### What the task asks
Give back the entries in full, exactly as they are written.

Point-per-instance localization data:
+ + + + + + +

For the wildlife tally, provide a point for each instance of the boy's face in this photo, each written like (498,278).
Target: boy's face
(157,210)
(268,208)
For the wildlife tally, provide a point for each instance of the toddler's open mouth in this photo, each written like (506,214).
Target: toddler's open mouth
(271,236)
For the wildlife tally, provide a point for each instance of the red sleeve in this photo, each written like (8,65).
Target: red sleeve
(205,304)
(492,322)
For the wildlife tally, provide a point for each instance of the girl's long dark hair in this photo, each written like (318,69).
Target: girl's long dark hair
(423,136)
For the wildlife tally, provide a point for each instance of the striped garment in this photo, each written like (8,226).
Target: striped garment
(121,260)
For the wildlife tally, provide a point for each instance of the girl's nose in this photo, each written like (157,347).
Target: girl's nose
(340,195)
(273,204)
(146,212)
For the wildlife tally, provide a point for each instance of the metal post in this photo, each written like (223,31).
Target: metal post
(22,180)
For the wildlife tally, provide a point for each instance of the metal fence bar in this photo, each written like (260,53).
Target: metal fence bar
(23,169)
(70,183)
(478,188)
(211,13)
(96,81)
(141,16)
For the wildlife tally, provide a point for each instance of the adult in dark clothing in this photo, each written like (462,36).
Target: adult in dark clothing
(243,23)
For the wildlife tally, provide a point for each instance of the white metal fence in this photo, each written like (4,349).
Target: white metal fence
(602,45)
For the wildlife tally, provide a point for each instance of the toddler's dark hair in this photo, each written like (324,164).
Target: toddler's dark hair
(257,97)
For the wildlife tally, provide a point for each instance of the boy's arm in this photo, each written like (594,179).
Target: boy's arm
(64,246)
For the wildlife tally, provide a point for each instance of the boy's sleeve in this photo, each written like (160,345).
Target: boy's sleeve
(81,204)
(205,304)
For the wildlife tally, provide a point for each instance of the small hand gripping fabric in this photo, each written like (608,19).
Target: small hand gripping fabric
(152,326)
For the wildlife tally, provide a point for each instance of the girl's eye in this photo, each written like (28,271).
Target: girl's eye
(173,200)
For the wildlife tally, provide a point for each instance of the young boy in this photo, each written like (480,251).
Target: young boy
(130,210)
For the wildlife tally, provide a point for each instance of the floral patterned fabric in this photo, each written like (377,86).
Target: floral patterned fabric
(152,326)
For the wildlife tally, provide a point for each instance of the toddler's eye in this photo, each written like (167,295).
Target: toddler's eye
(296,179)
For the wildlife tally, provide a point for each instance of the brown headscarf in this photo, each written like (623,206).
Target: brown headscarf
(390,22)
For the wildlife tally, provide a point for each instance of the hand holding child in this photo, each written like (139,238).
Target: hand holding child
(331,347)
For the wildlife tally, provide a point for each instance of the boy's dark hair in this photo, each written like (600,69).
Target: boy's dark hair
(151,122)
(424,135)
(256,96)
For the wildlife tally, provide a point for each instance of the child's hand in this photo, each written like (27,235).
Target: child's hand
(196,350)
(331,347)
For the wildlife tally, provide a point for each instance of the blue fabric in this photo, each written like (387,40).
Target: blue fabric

+ + + + + + +

### Response to the exercise
For the wildlife tally, provide a point for each instance of the boy's face in this photo, each written like (498,278).
Target: boy's face
(157,210)
(268,208)
For the wildlife tally, provide a point for each instance of the toddler's open mouth in this photo, each written like (506,214).
Target: toddler's open mouth
(271,236)
For the wildlife tally, provide a point for each instance of the red sleeve in this photo, each written like (8,65).
Target: red sleeve
(205,304)
(492,322)
For the wildlife tally, provide a point for each instance of the girl's long dark hair in this photo, each written like (318,69).
Target: girl's long dark hair
(423,136)
For the wildlife tally, provide a point for each instance of the striped garment in this photo, each written like (8,226).
Target: striped garment
(121,260)
For the wildlife tally, provide a point for each instance of the girl's nose in this photo, each written like (157,347).
Target: girl's nose
(340,195)
(273,204)
(146,212)
For the wildlife tally, provide a point for each instance of the metal post in this photo, each written like (223,31).
Target: metal post
(22,180)
For the wildlife tally, provide a point for each instance of the metal fence bar in this photo, each written like (260,53).
Target: metal fence bar
(23,169)
(70,183)
(478,188)
(211,13)
(96,81)
(141,16)
For the wildlife tally, provide a point for each instance of the adult in dark clothing in this photo, each written like (462,36).
Target: adult in dark clothing
(243,23)
For the wildlife tally, provide a point for each instance of the white metal fence in this photo, each written like (4,349).
Target: white metal fence
(602,45)
For the wildlife tally, provide a point for each instance of the toddler's dark hair in this photo, each written like (324,164).
Target: toddler's dark hair
(257,97)
For the wildlife tally, provide a point for each instance of the boy's arm in this photo, each written like (594,179).
Target: boy's arm
(64,246)
For the wildlife tally, provide a point for each instance of the boy's sleeve in this photo, each written like (160,345).
Target: boy's sleeve
(81,204)
(205,304)
For the wildlife tally, provide a point for each instance of the small hand gripping fabric in this photo, each written like (608,19).
Target: small hand gripping fabric
(152,326)
For the wildlife tally, provide a point for each instance of the girl's eye in this photo, each written like (28,271).
Target: girl's eye
(173,200)
For the wildlife tally, provide a point for each instance of the young boy in this photo, each written like (480,251).
Target: young boy
(130,210)
For the wildlife tally, provide a point for each instance of the floral patterned fabric in this photo, each written like (377,86).
Target: floral patterned fabric
(152,326)
For the wildlife tally, provide a point for each instance of the toddler's eye in this photo, each written like (167,295).
Target: toddler's eye
(296,179)
For the wildlife tally, provide a point for each instance of the brown headscarf in this photo, each written like (623,206).
Target: brown headscarf
(390,22)
For the wildlife tally, provide a point for each instance of the hand holding child in this photo, each written like (139,238).
Target: hand holding child
(331,347)
For the wildlife tally, provide a point for each instance of the boy's dark hair in this photo, each written like (600,69).
Target: boy's dark hair
(151,122)
(424,135)
(256,96)
For the wildlife tally, provide a point for each instance of the child's hand in this photo, each written like (27,235).
Target: child's hand
(196,350)
(331,347)
For the wildlife tally, provide a point for each instance of the blue fabric in this photo, each written like (387,40).
Target: blue fabric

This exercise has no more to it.